**** TEXTO SELECIONADO
Queremos anunciar que, a partir deste momento, vamos realizar testes em massa na população para conhecer as verdadeiras dimensões da pandemia e enfrentá-la.
Vamos recompor o Orçamento da Saúde para ter hospitais, médicos, enfermeiros e remédios; investir o que for necessário para salvar vidas.
Vamos manter o auxílio emergencial de R$ 600 e instituir o Mais Bolsa Família, para que este valor seja pago mensalmente a todas as famílias vulneráveis.
Os bancos públicos abrirão imediatamente crédito para as pequenas empresas. Retomaremos já as obras paradas para reativar a economia e gerar empregos.
O governo brasileiro nunca mais fará propaganda enganosa de remédios sem comprovação científica nem voltará a desmoralizar medidas coletivas de prevenção.
A partir de hoje, estamos decretando o Desmatamento Zero da Amazônia. Três anos de proibição total de queimadas e derrubadas, para que a natureza tenha tempo de se recuperar da destruição.
********
**** ITENS
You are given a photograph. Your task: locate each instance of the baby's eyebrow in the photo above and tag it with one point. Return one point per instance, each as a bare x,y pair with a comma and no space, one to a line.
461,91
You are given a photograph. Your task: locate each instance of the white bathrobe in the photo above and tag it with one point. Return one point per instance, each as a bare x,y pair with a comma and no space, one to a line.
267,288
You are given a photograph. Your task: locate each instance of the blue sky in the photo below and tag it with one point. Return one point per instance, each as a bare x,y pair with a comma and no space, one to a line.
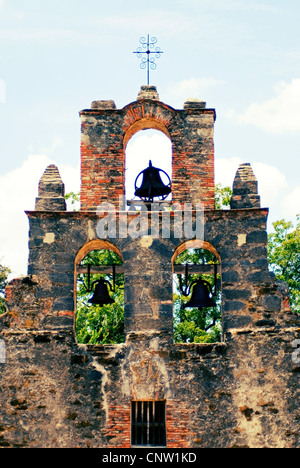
********
■ **OBJETIVO DA TAREFA**
Continue o texto selecionado, que anuncia medidas de governo contra a pandemia e pela Amazônia, a partir da última frase apresentada.

■ **RESULTADO DO EXERCÍCIO**
Convocamos as Forças Armadas para combater o incêndio do Pantanal, a começar pelos 4 mil hoje deslocados para fazer provocação militar irresponsável em nossa fronteira com a Venezuela.
Os povos indígenas são irmãos da natureza e guardiões do meio ambiente. Terão prioridade nas ações emergenciais de saúde. Seu território e suas culturas voltarão a ser respeitados, com a retomada das demarcações de reservas e terras indígenas.
Os cientistas e os agricultores brasileiros desenvolveram a mais avançada tecnologia para o cultivo de grãos e produção de proteína animal.
Este conhecimento, a partir de hoje, voltará a ser utilizado em benefício da segurança alimentar do planeta e do povo brasileiro, de maneira social e ambientalmente sustentável.
A partir de hoje está proibido em nosso território o uso indiscriminado de insumos e sementes que representam risco à saúde humana.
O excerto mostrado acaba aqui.